--- Exercise goal ---
Search the material for the word "traffic" and copy each line that holds it.

--- Records provided ---
--- START ---
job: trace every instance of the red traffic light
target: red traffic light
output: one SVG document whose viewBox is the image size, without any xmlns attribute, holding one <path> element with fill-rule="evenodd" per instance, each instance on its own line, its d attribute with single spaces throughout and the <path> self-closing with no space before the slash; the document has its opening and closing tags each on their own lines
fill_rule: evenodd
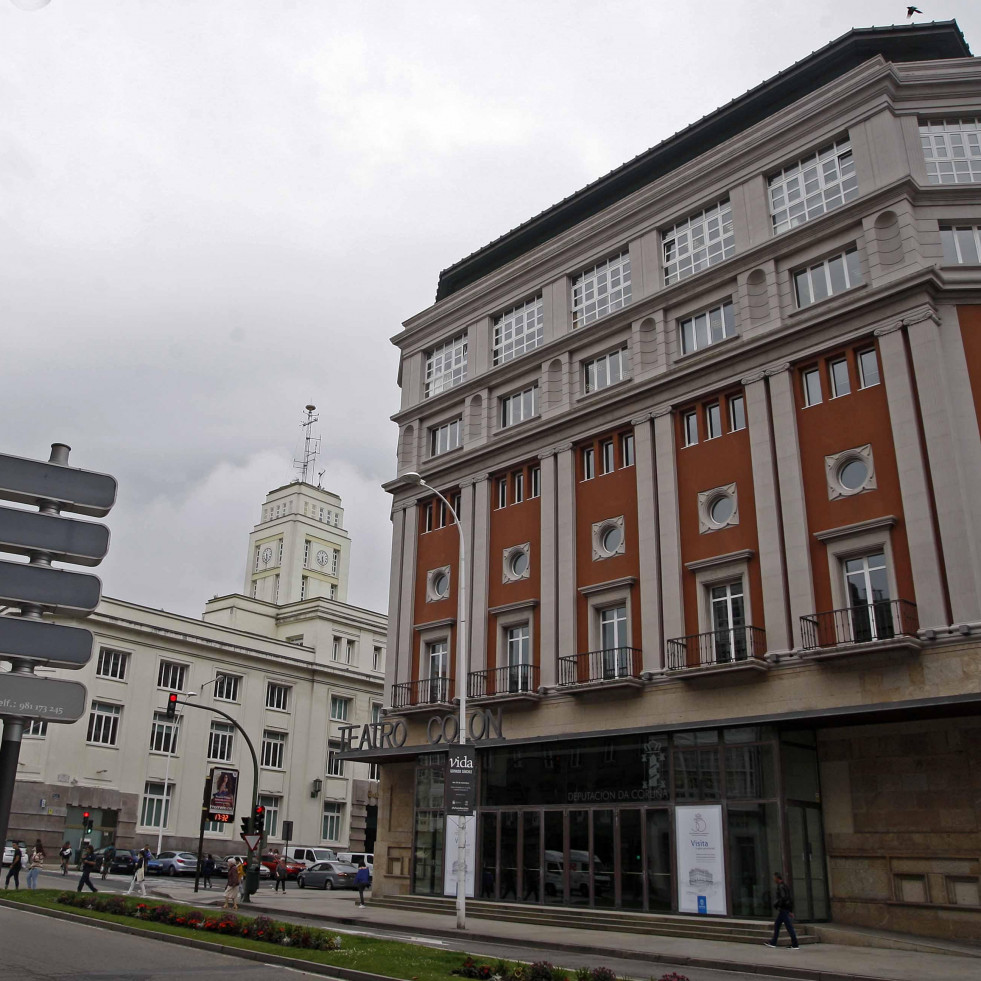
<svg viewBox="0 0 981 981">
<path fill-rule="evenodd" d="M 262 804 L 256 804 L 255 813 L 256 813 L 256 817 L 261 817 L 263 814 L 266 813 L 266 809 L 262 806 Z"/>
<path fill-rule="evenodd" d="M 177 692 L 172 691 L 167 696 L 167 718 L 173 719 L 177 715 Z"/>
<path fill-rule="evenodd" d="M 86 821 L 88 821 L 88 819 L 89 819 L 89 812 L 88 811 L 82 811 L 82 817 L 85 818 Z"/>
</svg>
--- END ---
--- Completed task ---
job: trace every instance of the red traffic light
target: red traffic light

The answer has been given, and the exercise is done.